REQUEST 1 =
Please show every line of the records that holds the string "foliage", treating case as significant.

#####

US-12619821-B2 - Expediting generative token production using speculative sampling, added guidance, and language models of different capacities

Abstract

A technique accelerates the generative production of tokens using a target language model that operates in cooperation with a draft language model. The target language model is more capable, but slower, compared to the draft language model. In operation, the draft language model transforms prompt tokens into draft tokens. The target language model edits the draft tokens, e.g., by selecting zero, one, or more of the draft tokens, and by also predicting a next token to follow the draft token(s) (if any) that are selected. Further, the target language model produces guidance vector information. In a subsequent cycle, the draft language model uses the guidance vector information to produce an updated set of set of draft tokens. The guidance vector information informs the draft language model of the embedding space being used by the target language model. This achieves a more effective cooperative relation between the two models.

Inventors

• Ayyoob IMANIGOOGHARI
• Mohsen Fayyaz
• Eric Chris Wolfgang SOMMERLADE

Assignees

• MICROSOFT TECHNOLOGY LICENSING, LLC

Dates

Publication Date

20260505

Application Date

20231222

Claims (20)

1. 1 . A method for accelerating generation of output tokens using a target language model, which operates in cooperation with a draft language model, comprising: receiving, by the target language model, a set of draft tokens produced by the draft language model based on, at least in part, prompt tokens provided to the draft language model; wherein the target language model and the draft language model are two different neural networks, and wherein the target language model has more parameters and is more accurate compared to the draft language model, and wherein the target language model consumes more memory and processing resources compared to the draft language model, and wherein the target language model is slower in operation compared to the draft language model; producing, using a first head neural network of the target language model, one or more target output tokens based on the prompt tokens and the set of draft tokens, the one or more target output tokens including zero, one, or more draft tokens chosen from among the set of draft tokens, and an additional target output token which is predicted by the target language model to follow the zero, one, or more draft tokens that are selected; generating, using a second head neural network of the target language model, guidance vector information based on the prompt tokens and the set of draft tokens, the second head neural network being different than the first head neural network; and forwarding the one or more target output tokens and the guidance vector information to the draft language model, a combination of the prompt tokens, the one or more target output tokens, and the guidance vector information being used by the draft language model as input tokens to be transformed into updated draft tokens.

#####

REQUEST 2 =
Answer these questions from the patent text:
(a) According to the abstract, which language model is more capable but slower?
(b) What company is listed as the assignee?
(c) In claim 1, which head neural network of the target language model generates the guidance vector information?

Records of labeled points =
#####

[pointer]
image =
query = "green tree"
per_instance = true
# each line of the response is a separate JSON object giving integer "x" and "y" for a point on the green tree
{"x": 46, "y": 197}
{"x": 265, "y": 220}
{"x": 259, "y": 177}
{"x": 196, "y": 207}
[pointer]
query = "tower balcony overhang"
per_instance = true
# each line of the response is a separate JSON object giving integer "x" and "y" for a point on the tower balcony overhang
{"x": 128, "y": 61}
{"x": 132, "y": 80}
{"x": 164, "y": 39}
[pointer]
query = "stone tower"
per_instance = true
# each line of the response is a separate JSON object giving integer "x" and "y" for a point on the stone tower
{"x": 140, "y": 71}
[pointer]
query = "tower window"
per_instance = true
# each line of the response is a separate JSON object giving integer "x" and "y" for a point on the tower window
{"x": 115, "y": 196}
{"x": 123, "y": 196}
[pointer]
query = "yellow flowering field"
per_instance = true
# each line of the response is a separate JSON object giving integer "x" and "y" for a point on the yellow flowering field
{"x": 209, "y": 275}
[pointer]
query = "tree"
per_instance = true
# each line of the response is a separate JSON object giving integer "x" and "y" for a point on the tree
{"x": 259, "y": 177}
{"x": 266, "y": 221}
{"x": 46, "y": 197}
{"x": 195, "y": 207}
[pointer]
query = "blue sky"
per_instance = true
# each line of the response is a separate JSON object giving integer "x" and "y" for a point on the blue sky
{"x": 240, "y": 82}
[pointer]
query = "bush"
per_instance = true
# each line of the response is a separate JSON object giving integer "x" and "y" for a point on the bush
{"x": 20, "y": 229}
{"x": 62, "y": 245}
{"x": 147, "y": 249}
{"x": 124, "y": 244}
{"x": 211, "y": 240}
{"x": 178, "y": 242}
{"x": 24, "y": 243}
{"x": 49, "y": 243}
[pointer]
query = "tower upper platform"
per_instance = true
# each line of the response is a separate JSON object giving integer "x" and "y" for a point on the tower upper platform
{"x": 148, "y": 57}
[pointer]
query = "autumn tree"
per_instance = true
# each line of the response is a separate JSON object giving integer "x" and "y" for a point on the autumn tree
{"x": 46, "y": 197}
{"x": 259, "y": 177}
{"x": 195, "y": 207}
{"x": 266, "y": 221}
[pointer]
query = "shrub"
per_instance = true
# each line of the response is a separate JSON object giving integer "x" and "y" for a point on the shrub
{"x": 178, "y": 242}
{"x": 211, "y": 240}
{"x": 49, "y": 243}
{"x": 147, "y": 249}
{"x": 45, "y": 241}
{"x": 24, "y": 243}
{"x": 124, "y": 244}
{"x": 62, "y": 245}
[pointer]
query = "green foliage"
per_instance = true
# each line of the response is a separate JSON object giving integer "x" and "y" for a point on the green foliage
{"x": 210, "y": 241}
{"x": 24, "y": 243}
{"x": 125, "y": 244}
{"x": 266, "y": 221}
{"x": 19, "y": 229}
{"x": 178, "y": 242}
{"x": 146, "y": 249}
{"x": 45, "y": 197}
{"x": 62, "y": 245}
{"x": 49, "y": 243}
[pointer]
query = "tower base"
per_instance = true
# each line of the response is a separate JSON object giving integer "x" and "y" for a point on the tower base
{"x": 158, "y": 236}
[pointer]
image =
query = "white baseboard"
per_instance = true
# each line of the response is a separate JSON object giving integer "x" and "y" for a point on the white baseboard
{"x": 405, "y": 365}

#####

EXPECTED OUTPUT 1 =
query = "green foliage"
# each line of the response is a separate JSON object giving integer "x" and "y" for a point on the green foliage

EXPECTED OUTPUT 2 =
(a) The target language model.
(b) MICROSOFT TECHNOLOGY LICENSING, LLC.
(c) The second head neural network.